EXCERPT TO READ:
┄┄┄┄┄┄┄┄┄┄┄┄┄┄┄┄┄┄┄┄
Editing is as much a skill as writing. It’s one authors have to master – and it’s also a specialty of its own. Done properly, editing can require at least as much time as it takes to draft the original piece. There are three main types:
1. Revision editing
This is, I think, what authors usually mean by ‘editing’. It involves re-thinking the draft text – pondering it, adjusting words, and deciding how to re-cast if necessary.
2. Proof editing
Somebody other than the author reads the finished MS for sense, meaning, consistencies, grammatical accuracy, and offers corrections. It’s demanding; the proof-editor has to be skilled enough at writing to offer fixes in sympathy with the author’s own style. Some publishers also put the book out for fact-checking, a separate process again, at this stage.
3. Line editing
This is the final step before publication. The work is carefully read, ideally by somebody who has never seen it before, for ‘literals’ – literal typographical mistakes, missed full stops, bad spaces and so forth. Usually this is done twice. The ideal process involves two people; one reads aloud, the other cross-checks what they hear against the proof.
How much time do you usually allocate for editing? Do you break it down into a system? How do you tackle this one?
Copyright © 2013 Matthew Wright
Hi Mike, You can say that again that editing is almost as much work as writing the whole MS! I have been editing and editing and am on my fourth read of my MS. I also have two readers who will give me feedback in case I missed something. You can never read it enough I find since I keep wanting to add or change something each time. Once I complete it I am sure I will feel as if I accomplished something. Then I will get on to another MS that needs editing.
┄┄┄┄┄┄┄┄┄┄┄┄┄┄┄┄┄┄┄┄
REQUIRED ACTIONS:
1. In the piece on editing, why does proof editing demand a skilled writer? Answer in one to three sentences.
2. Please write the next part of the piece on editing, picking up right after its final sentence.
┄┄┄┄┄┄┄┄┄┄┄┄┄┄┄┄┄┄┄┄
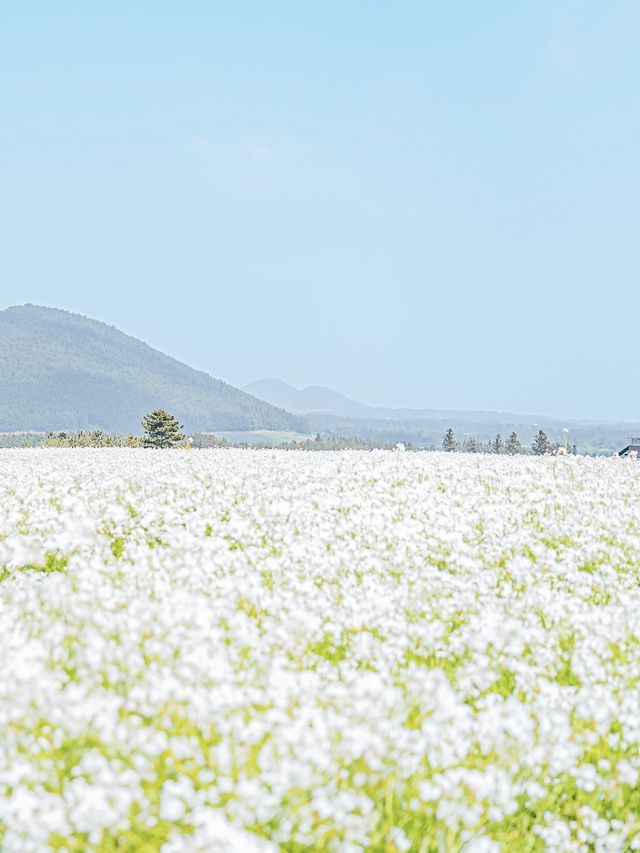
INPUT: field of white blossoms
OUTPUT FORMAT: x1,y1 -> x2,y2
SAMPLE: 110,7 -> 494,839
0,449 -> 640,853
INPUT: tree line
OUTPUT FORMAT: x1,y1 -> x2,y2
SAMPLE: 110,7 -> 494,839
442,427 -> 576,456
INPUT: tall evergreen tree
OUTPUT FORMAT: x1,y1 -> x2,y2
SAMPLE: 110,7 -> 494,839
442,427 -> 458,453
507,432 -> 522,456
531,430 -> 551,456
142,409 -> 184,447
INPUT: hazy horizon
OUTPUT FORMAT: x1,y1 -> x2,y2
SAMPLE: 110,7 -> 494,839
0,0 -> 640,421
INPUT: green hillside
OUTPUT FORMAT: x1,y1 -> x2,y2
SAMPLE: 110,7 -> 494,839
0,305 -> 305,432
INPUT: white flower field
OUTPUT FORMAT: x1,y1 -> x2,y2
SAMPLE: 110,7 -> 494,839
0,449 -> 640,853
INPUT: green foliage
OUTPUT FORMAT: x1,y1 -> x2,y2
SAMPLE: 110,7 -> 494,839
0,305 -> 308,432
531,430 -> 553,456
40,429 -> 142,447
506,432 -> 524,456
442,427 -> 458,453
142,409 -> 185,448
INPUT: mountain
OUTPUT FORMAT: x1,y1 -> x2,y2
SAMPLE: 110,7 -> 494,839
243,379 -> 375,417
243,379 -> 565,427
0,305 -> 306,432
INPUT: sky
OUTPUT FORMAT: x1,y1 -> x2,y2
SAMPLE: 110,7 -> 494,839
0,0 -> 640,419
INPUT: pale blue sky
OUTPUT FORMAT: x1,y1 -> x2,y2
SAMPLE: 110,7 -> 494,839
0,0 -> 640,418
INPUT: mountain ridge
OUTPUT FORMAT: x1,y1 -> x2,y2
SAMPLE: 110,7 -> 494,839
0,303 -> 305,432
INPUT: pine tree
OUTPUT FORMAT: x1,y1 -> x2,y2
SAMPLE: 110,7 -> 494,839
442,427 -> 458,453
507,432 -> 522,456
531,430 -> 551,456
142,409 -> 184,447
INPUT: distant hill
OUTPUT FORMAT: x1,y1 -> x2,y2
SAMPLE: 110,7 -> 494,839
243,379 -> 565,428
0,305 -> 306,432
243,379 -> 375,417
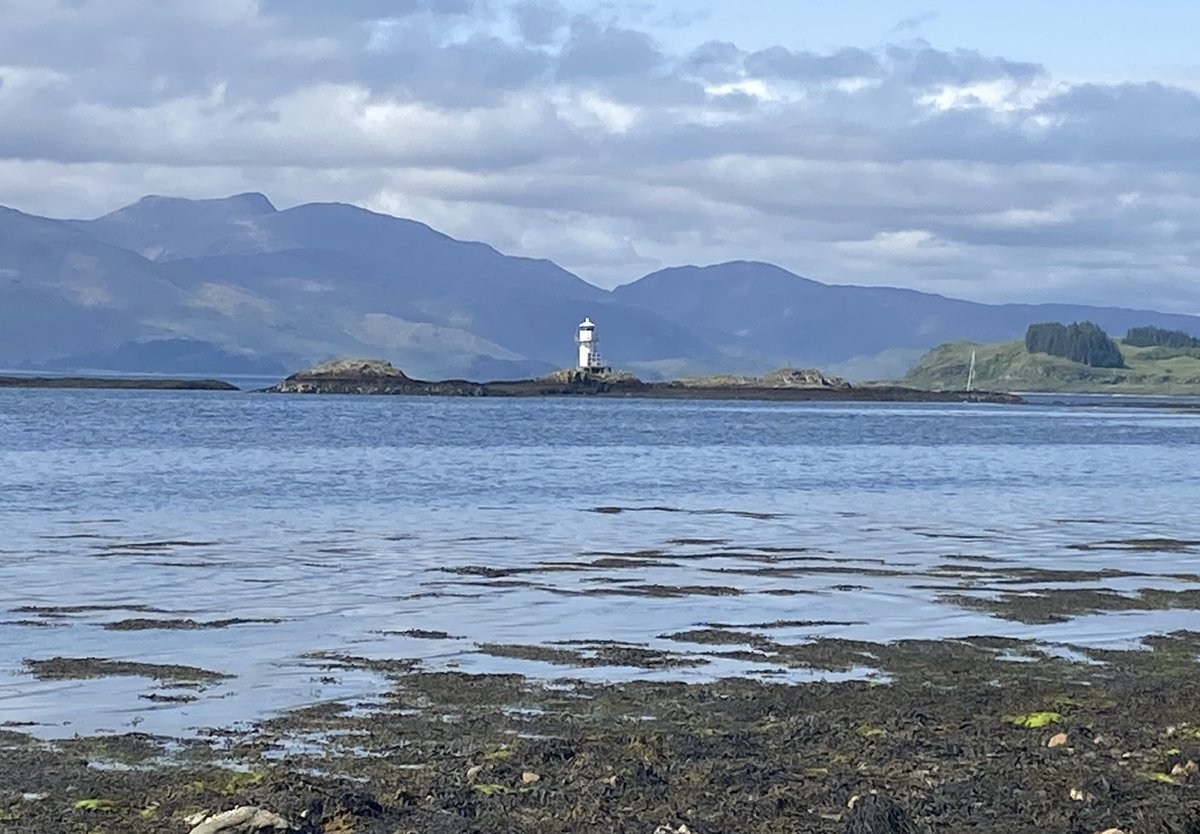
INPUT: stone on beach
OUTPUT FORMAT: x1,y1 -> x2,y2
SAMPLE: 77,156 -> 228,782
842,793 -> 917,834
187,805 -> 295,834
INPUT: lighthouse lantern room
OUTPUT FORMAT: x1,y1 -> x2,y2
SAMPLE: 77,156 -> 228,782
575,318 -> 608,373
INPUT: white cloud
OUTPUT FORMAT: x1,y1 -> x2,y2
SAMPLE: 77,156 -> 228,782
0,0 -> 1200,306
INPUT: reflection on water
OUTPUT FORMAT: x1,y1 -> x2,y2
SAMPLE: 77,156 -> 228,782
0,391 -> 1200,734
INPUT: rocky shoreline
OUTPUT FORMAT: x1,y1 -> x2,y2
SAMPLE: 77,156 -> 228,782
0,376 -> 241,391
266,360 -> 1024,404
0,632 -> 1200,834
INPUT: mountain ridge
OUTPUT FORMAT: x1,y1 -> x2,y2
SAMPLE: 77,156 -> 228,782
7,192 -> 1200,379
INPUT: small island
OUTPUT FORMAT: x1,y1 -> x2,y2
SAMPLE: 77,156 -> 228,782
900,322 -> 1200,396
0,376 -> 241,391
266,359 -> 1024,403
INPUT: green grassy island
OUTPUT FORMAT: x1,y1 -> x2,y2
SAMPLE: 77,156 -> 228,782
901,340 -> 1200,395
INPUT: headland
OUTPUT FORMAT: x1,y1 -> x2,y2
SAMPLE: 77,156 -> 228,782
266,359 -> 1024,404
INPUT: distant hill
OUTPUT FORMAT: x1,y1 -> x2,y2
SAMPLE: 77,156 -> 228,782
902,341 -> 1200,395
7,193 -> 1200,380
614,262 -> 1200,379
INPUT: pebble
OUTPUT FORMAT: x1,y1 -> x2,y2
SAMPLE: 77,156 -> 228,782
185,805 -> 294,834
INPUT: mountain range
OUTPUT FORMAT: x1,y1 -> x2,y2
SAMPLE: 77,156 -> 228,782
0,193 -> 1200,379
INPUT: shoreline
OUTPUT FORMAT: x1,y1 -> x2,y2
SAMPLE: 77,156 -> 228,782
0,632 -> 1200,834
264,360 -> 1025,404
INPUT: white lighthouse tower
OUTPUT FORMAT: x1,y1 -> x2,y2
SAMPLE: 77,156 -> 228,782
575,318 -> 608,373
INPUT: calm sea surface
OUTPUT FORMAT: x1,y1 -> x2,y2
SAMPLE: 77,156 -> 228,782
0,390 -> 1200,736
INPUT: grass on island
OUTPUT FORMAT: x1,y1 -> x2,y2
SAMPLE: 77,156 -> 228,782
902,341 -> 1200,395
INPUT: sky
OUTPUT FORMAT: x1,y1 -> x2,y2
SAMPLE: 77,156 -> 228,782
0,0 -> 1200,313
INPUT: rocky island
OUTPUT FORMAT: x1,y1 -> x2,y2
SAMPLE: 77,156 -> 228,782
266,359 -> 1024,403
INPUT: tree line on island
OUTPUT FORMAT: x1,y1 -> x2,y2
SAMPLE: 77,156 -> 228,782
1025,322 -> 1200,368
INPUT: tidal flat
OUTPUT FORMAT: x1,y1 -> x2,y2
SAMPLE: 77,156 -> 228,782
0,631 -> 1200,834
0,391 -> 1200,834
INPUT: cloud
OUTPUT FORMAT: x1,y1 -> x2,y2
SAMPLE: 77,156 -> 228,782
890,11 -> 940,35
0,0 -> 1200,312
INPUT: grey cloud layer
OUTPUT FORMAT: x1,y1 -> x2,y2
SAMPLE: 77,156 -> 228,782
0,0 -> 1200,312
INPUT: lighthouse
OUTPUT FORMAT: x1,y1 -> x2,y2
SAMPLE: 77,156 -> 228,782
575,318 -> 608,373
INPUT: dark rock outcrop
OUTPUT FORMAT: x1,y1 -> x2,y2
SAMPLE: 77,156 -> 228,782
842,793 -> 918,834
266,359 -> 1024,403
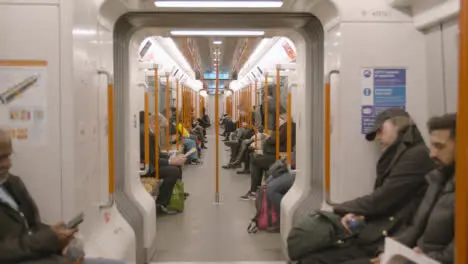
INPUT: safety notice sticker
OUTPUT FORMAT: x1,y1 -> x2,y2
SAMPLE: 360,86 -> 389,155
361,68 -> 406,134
┄┄┄┄┄┄┄┄┄┄┄┄┄┄┄┄┄┄┄┄
TASK RESULTS:
1. The proof-editor has to offer corrections that fit the author's own style. Doing that well takes enough writing skill to suggest fixes in sympathy with how the author writes.

2.
I think I am learning a lot as I go. There is always room for improvement though.
Thank you for all your helpful advice on your blog. You are a wealth of experience and information to this novice.
Janice Spina
Sent from my iPad
I have absolutely no plan or time allowance for editing. I write a first draft, then I put it aside … and then the next few months / years are a blur of re-reading, re-writing, revising, etc. And a lot of the time it’s not a full-manuscript revision, just a few chapters here or there. So I’m about as disorganized an editor as you can get.
I think that editing actually takes more time than writing. It does in my case, anyway. Also, Thank you for showcasing how important editing is. In the age of status updates and tweets in 140 characters or less, people are forgetting how important it can be to re-read what you are putting out there.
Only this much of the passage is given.